What to produce -
Print all the lines below word for word, but leave the pictures out.

(Saved records)
************
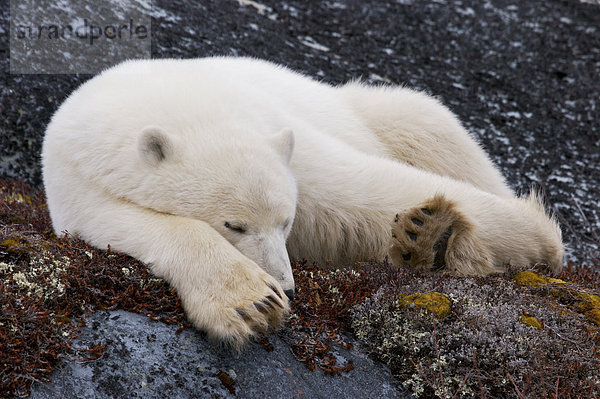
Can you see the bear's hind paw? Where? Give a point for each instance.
(437, 237)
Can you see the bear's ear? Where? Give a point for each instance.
(155, 145)
(283, 142)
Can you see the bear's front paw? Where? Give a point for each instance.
(245, 301)
(437, 237)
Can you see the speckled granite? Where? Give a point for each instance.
(523, 76)
(147, 359)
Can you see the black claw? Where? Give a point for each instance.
(440, 247)
(411, 235)
(272, 299)
(275, 290)
(243, 315)
(416, 221)
(261, 308)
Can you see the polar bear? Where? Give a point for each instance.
(205, 169)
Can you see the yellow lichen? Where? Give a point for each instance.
(530, 321)
(589, 305)
(532, 279)
(434, 302)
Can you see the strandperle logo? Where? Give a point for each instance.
(86, 30)
(77, 36)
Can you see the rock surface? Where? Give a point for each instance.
(523, 76)
(147, 359)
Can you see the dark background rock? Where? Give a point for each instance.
(523, 76)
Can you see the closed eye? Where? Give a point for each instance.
(234, 227)
(286, 224)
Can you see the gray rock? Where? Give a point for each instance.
(147, 359)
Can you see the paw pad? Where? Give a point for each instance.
(420, 235)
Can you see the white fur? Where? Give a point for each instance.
(153, 157)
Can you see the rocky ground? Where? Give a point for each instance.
(523, 76)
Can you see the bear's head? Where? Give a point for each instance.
(241, 185)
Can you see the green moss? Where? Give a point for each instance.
(434, 302)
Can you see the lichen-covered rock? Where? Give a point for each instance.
(434, 302)
(498, 335)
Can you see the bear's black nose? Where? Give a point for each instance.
(290, 294)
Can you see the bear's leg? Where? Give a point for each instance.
(223, 292)
(435, 236)
(420, 131)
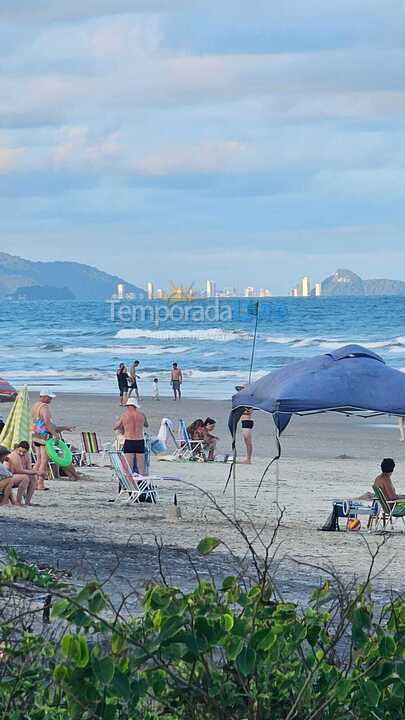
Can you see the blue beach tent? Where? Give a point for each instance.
(349, 380)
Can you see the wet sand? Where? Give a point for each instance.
(324, 457)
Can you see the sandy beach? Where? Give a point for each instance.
(75, 527)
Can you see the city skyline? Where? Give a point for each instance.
(160, 135)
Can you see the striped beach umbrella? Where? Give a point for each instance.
(7, 392)
(18, 423)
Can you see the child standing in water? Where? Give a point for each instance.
(156, 388)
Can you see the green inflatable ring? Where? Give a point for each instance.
(58, 452)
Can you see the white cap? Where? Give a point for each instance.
(133, 403)
(45, 392)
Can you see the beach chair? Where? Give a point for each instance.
(132, 484)
(91, 445)
(390, 509)
(189, 449)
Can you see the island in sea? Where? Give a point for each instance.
(22, 279)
************
Response to the exercise -
Can you see the bear's hind paw? Where? Give a point for each instance.
(437, 237)
Can you see the bear's ear? Where? Give a point for each instance.
(155, 145)
(283, 142)
Can you see the bear's front paw? Where? Give a point for each instance.
(245, 301)
(437, 237)
Can you see the speckled granite? Where? Give a point for each instance.
(523, 76)
(147, 359)
Can you see the black claw? Where? Give a point for each instance.
(440, 247)
(411, 235)
(272, 299)
(275, 290)
(243, 315)
(416, 221)
(261, 308)
Can you see the polar bear? Where? Give a point for each instance.
(205, 169)
Can you see the yellow lichen? Where? Give a point for each instance.
(530, 321)
(589, 305)
(532, 279)
(434, 302)
Can you see the strandperle logo? Where? Give a point for each instance.
(86, 30)
(77, 36)
Can you see the rock surface? Where? Give a point for each instance.
(523, 76)
(147, 359)
Can you see the dark background rock? Where? Give a point for each instance.
(523, 76)
Can you see the closed eye? Where? Give a point for each instance.
(234, 227)
(286, 224)
Can you see the gray rock? Where? Give a point for each instance.
(147, 359)
Can you see the paw pad? Where? Give a point for each instance.
(420, 235)
Can you see the white fur? Where? Give a point for each instance.
(153, 157)
Can you see the rocky ground? Where? Give a point for each instance.
(523, 76)
Can you see the bear's head? Where? Give a point for each instance.
(241, 185)
Can you see the green moss? Where? Give a point for each instance.
(434, 302)
Can you see the lichen-covered rock? Where? Give a point for each instance.
(434, 302)
(498, 335)
Can you see the bear's black nose? Where? Give a point for each instance.
(290, 294)
Can you see the bear's leg? Where? Give a point for each instance.
(223, 292)
(435, 236)
(420, 131)
Can you see the blue beach tent? Where? Give a point for each instance.
(349, 380)
Can you see the wet sand? Where? Give a point for each instance.
(324, 457)
Can you see the sandy beach? Where? Give a point for each instance.
(75, 527)
Can you see the city skyline? Where? Give a point for each instance.
(160, 135)
Can you see the striped beach umbrella? Where? Give a point for each instance.
(7, 392)
(18, 423)
Can you see the child standing in water? Where? Give a point for each instance.
(156, 388)
Can you see the green inflatable ring? Where? Give a point for each instance.
(58, 452)
Can you see the white cap? Where? Give a point for each instance.
(133, 403)
(45, 392)
Can you see the beach chair? Where? Give a point for each instance.
(132, 484)
(91, 445)
(390, 509)
(189, 449)
Can you see the island in sea? Where? Give a point for each instance.
(22, 279)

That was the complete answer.